◆ QUESTIONS ON THE MATERIAL ◆
1. According to the American Emerald passage, where in the Pacific Northwest is the species absent?
2. Please pick up the American Emerald passage after its last line and keep writing in the same manner.
START EXTRACT PROVIDED
I always enjoy watching American Emeralds patrolling an area, because the bronzy thorax and bright green eyes almost glow in direct sunlight. These handsome members of the family Corduliidae also seem to make a habit of hovering in the air and facing me, often just out of net range, as though they are trying to parse this odd shaped tree that has just appeared on the shoreline. Dennis Paulson talks about them perching on twigs or leaves, and sometime on ground vegetation, but I’ve never had the pleasure of seeing a Cordulia shurtleffii that wasn’t in flight, except for a few that I’ve placed on the tip of a finger after photographing them, like the one in the next photo with wings blurred because he is shivering them in preparation for flight.
Description– “Average adult size is approximately 1.9 inches; Face is brown below and darker with a green tint on the frons; Bright metallic green eyes; Thorax is brown mixed with metallic green. No yellow side stripe; Dark abdomen with a thin pale ring separating segments 2 and 3; Abdomen widens on segments 5 to 8 making it look slightly clubbed; Cerci curve slightly outward at the end; Epiproct has a pair of upward spikes near the tip; Cross vein in the forewing triangle dividing it in half.” Minnesota Dragonfly entry for American Emerald
Similar species– Only Cordulia sp. in North America; Somatachlora emeralds have white or yellow spots or bars on thorax, and their cerci curve or bend toward each other; Epitheca sp. have brownish yellow marks on thorax and abdomen.
Habitat– Ponds and lakes, mostly in forested areas, and especially in bog lakes and beaver ponds.
Range– Throughout northern North America; more or less region wide in the PNW in appropriate habitat, except absent in se Oregon.
END EXTRACT PROVIDED
START DATA LISTING
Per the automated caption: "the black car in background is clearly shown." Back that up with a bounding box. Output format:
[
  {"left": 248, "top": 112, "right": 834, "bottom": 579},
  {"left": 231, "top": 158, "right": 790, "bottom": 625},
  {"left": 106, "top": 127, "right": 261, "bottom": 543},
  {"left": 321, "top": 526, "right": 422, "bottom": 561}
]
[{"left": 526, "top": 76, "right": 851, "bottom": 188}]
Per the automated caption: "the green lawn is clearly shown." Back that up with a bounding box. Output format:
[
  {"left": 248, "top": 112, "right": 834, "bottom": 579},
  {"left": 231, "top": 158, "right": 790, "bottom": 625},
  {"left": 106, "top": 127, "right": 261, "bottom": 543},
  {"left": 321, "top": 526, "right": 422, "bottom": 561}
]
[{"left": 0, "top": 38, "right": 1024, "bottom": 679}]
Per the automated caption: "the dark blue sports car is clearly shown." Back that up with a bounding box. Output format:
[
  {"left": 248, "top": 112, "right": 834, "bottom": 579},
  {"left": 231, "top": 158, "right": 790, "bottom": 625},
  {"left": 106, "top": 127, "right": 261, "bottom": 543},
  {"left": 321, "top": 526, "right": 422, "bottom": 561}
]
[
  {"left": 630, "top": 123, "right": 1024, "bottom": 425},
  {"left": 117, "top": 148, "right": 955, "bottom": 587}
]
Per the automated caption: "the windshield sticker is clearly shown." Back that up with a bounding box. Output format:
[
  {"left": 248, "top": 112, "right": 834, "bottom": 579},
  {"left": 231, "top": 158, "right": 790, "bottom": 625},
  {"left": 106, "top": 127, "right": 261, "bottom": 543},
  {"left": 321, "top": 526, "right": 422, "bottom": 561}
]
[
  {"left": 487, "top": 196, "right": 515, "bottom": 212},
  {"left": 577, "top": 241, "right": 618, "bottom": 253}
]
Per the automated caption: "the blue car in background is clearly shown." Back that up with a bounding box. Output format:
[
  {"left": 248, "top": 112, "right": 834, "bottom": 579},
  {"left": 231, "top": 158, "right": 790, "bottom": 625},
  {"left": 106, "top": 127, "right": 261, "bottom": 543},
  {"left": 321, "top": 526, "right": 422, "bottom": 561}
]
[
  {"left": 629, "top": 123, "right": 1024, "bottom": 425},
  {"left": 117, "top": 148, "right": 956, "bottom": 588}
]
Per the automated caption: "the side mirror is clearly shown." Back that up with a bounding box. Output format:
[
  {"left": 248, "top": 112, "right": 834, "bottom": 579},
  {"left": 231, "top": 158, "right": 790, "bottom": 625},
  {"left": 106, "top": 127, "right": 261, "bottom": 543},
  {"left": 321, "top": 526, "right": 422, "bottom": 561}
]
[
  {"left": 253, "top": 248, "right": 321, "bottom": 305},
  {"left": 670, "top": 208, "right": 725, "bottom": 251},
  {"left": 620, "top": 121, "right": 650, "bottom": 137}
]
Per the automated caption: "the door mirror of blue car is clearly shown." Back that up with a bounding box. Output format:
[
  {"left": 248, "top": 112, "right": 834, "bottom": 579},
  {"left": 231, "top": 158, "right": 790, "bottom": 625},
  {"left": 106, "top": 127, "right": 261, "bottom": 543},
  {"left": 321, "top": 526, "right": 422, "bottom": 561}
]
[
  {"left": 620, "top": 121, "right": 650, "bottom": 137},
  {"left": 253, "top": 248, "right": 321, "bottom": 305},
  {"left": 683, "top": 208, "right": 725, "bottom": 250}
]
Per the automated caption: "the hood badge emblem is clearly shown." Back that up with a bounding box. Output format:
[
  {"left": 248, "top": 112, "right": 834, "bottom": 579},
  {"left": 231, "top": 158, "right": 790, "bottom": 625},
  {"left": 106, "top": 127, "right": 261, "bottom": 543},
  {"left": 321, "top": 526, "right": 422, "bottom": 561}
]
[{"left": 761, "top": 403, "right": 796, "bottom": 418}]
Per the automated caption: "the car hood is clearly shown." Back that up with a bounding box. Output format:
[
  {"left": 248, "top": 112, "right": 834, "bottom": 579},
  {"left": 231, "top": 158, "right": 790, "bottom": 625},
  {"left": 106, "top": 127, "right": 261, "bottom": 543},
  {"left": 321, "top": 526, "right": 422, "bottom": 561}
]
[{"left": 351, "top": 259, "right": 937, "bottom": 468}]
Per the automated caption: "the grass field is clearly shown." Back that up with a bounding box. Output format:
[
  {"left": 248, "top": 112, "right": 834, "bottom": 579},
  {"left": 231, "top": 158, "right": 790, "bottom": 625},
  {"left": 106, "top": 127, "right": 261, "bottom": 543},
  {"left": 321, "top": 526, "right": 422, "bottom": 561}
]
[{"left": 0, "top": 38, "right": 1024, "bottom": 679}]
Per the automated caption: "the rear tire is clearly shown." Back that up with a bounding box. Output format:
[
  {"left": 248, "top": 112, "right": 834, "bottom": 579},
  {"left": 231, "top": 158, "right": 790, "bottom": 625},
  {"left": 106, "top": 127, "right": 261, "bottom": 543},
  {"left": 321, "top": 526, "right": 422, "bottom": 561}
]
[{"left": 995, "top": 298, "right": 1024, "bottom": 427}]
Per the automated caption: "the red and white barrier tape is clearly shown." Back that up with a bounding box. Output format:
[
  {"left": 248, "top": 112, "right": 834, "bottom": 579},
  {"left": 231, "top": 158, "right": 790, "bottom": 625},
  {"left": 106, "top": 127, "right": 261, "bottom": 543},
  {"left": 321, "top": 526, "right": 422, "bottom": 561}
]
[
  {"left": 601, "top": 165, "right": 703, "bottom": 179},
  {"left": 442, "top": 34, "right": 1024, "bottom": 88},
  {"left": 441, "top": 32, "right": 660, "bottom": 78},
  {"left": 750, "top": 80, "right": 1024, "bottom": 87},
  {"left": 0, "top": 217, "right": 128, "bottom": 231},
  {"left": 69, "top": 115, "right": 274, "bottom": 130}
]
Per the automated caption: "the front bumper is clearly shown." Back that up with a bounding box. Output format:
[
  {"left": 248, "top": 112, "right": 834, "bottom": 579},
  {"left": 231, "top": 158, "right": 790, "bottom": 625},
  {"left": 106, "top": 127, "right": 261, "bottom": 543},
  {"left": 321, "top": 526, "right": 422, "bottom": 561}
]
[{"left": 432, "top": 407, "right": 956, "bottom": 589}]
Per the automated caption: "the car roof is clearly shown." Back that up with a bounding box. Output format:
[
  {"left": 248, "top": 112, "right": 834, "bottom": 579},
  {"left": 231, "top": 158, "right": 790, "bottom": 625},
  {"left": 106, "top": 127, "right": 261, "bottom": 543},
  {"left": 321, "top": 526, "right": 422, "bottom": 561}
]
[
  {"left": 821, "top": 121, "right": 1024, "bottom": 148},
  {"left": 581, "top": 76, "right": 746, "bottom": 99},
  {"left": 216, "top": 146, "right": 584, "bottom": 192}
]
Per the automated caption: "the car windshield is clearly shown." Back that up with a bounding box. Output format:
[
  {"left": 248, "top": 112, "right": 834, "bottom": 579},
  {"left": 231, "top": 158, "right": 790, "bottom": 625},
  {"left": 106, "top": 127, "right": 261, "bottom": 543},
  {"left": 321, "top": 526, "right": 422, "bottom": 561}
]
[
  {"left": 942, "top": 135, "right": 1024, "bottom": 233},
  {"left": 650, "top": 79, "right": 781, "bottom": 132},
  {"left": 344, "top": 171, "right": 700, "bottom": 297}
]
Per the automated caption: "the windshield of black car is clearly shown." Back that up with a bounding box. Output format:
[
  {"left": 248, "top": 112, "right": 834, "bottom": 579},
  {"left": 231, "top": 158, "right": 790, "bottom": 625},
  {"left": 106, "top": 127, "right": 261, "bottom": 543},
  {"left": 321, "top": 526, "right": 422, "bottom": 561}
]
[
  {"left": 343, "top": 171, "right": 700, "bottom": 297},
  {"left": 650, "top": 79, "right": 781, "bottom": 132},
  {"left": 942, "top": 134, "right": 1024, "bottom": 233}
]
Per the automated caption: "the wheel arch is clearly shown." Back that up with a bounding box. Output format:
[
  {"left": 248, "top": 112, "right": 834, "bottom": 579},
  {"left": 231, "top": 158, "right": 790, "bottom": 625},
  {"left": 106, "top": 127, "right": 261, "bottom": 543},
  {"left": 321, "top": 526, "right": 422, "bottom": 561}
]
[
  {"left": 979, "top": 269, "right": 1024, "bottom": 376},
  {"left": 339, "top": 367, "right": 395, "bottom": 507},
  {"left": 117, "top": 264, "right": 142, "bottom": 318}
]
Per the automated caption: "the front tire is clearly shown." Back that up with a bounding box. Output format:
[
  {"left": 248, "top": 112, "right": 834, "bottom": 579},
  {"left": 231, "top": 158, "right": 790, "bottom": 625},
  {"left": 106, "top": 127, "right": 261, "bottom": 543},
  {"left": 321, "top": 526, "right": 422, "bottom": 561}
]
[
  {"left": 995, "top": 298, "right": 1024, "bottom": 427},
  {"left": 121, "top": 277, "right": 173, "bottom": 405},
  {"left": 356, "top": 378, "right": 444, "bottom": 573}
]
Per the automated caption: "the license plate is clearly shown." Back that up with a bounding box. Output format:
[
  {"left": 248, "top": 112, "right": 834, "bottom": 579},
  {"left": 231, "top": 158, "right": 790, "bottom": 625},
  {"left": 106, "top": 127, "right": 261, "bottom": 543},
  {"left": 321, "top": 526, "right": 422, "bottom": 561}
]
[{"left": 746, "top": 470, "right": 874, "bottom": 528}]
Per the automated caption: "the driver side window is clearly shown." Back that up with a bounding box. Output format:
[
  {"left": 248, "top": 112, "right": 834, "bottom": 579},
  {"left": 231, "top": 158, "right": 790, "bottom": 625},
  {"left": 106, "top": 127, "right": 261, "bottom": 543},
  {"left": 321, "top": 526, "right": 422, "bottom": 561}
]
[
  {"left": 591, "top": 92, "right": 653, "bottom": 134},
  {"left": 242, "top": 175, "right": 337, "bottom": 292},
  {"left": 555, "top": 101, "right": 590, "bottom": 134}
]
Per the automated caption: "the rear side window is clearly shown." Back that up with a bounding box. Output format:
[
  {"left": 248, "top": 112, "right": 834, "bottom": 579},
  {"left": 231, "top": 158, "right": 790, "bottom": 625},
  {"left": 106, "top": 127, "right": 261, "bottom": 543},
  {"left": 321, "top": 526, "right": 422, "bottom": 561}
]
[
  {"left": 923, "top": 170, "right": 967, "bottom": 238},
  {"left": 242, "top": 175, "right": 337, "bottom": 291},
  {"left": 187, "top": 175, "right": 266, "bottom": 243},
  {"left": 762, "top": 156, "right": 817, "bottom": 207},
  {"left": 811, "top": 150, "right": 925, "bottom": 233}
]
END DATA LISTING
◆ ANSWERS PER TASK ◆
1. Southeast Oregon.

2.
Eats– “Naiad- Naiads feed on a wide variety of aquatic insects, such as mosquito larvae, other aquatic fly larvae, mayfly larvae, and freshwater shrimp. They will also eat small fish and tadpoles; Adult- The dragonfly will eat almost any soft-bodied flying insect including mosquitoes, flies, butterflies, moths, mayflies, and stoneflies.” Idaho State University Digital Atlas entry for American Emerald
Eaten by– Presumably insectivores of all orders
Life cycle– “The naiads live in submerged vegetation and woody debris on the bottom of lakes or bogs, and seem to tolerate very cold water. They do not actively pursue prey but wait for it pass by, a strategy which affords them protection from other predators. Naiads may require several years to mature, and typically emerge as adults at night. It is one of the first dragonfly species to emerge in the spring; Reproduction: Males patrol along the water’s edge searching for receptive females. After males and females mate, the female flies singly, without the male attached, to lay her eggs by dipping the tip of her abdomen on the surface of the water while hovering above it.”Idaho State University Digital Atlas entry for American Emerald
Adults active– April into September, depending on latitude and elevation.
Etymology of names– Cordulia apparently is from the Greek word for cudgel/bump/swelling/tumor/headdress, but I cannot ascertain what exactly it refers to. The specific epithet shurtleffii may well honor a person, since I can find no Greek or Latin words that seem similar, but I can find no reasoning at all behind Scudder’s use of this epithet.